***** Material for the task

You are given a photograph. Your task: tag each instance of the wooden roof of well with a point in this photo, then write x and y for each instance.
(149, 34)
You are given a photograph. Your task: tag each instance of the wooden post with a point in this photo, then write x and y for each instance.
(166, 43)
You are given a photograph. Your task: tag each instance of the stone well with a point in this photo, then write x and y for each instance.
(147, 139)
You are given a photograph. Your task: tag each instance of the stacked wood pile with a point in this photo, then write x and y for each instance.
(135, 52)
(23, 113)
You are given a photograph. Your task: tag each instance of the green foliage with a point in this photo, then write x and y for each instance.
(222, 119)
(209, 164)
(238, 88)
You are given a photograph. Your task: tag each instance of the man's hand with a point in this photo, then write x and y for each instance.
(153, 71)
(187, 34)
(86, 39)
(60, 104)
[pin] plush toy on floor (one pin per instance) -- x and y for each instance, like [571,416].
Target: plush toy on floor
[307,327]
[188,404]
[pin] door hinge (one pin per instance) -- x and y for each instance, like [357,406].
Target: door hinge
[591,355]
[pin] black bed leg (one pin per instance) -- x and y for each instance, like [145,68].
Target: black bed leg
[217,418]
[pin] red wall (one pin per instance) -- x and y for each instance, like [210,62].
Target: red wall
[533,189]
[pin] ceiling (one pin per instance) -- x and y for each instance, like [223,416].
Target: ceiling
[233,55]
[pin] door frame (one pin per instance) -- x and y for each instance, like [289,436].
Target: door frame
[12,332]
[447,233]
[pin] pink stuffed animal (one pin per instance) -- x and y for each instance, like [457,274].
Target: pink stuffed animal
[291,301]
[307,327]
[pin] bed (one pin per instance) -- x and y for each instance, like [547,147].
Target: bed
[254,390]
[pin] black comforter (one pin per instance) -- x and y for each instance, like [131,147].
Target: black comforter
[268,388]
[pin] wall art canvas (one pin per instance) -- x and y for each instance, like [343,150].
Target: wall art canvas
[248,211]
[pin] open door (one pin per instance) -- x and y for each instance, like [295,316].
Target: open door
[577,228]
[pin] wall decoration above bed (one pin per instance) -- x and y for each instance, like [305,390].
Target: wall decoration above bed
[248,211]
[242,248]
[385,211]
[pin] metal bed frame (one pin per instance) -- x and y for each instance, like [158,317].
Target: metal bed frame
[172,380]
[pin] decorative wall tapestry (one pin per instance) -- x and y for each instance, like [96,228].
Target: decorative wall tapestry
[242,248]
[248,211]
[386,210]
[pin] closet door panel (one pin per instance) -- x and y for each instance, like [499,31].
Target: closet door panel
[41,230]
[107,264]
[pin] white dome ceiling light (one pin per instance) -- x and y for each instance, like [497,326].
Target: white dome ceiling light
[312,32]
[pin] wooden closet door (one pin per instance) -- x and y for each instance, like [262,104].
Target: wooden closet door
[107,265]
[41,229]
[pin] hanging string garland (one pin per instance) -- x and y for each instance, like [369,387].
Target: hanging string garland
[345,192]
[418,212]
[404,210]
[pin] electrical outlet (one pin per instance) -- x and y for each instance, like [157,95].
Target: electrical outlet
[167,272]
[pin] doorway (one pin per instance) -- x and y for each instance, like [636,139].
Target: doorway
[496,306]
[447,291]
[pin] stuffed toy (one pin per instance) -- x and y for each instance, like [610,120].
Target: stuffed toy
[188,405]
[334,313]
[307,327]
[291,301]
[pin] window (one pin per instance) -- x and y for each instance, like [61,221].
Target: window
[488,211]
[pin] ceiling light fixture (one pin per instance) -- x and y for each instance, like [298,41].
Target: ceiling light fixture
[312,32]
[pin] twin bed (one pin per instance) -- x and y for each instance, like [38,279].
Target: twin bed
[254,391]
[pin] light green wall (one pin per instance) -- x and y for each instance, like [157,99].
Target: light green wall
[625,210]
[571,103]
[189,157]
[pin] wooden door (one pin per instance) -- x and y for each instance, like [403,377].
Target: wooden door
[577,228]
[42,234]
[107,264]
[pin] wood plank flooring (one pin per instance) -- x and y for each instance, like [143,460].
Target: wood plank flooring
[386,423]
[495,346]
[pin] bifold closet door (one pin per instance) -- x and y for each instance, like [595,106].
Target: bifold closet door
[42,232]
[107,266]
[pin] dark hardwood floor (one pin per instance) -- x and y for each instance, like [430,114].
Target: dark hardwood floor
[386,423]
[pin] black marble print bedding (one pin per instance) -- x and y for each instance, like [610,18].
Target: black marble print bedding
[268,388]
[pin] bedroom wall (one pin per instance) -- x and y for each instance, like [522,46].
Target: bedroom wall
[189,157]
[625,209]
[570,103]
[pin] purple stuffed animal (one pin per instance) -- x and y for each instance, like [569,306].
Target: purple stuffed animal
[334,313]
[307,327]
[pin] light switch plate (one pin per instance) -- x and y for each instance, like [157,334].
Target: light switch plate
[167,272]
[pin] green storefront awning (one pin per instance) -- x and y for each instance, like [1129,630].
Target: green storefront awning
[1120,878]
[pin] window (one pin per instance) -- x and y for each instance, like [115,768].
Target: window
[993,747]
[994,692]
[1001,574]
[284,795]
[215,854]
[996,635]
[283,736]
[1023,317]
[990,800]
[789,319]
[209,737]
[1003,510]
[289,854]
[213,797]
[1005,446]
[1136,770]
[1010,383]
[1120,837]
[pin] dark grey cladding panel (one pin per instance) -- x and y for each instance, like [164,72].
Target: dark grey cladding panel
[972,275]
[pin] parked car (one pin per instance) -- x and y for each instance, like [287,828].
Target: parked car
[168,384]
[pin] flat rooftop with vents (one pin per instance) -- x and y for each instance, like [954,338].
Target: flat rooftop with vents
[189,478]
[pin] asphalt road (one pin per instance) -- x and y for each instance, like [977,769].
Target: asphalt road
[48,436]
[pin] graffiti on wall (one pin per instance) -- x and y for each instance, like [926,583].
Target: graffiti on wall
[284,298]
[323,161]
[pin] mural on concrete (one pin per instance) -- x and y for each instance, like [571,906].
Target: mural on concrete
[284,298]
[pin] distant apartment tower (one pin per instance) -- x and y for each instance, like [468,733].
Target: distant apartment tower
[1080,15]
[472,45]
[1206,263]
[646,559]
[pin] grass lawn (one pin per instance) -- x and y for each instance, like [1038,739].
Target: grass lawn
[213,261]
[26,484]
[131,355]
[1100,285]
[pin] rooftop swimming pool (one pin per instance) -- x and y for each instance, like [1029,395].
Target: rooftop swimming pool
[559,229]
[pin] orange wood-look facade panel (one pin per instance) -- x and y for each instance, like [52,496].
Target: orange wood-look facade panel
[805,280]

**********

## What this task involves
Render the listing, starting at the line that contains "[pin] asphalt road" and ending at the last line of the listing, as a JSON list of strings with one string per line, leaving out blank lines.

## Worked solution
[
  "[pin] asphalt road (one pin per instance) -- x and y for each instance, like [977,769].",
  "Target: asphalt road",
  "[48,436]",
  "[pin] graffiti on wall (one pin per instance) -- x and y for each instance, like [926,583].",
  "Target: graffiti on wall",
  "[284,298]",
  "[323,161]",
  "[pin] mural on concrete (one pin per instance) -- x and y for each instance, like [571,906].",
  "Target: mural on concrete",
  "[284,298]",
  "[pin] distant apartment tower (one pin per instance) -- x and y for each instance, like [468,733].",
  "Target: distant apartment tower",
  "[1080,15]",
  "[472,45]",
  "[1206,263]",
  "[646,559]",
  "[pin] grass lawn (one pin per instance) -- x and y for each instance, like [1038,739].",
  "Target: grass lawn",
  "[213,261]",
  "[26,484]",
  "[131,355]",
  "[1100,285]",
  "[pin] rooftop swimming pool (one pin per instance) -- x and y for each instance, like [1029,395].",
  "Target: rooftop swimming pool",
  "[559,229]",
  "[pin] orange wood-look facade panel (one pin per instance) -- x and y for each instance, like [52,496].",
  "Target: orange wood-look facade panel",
  "[805,280]"
]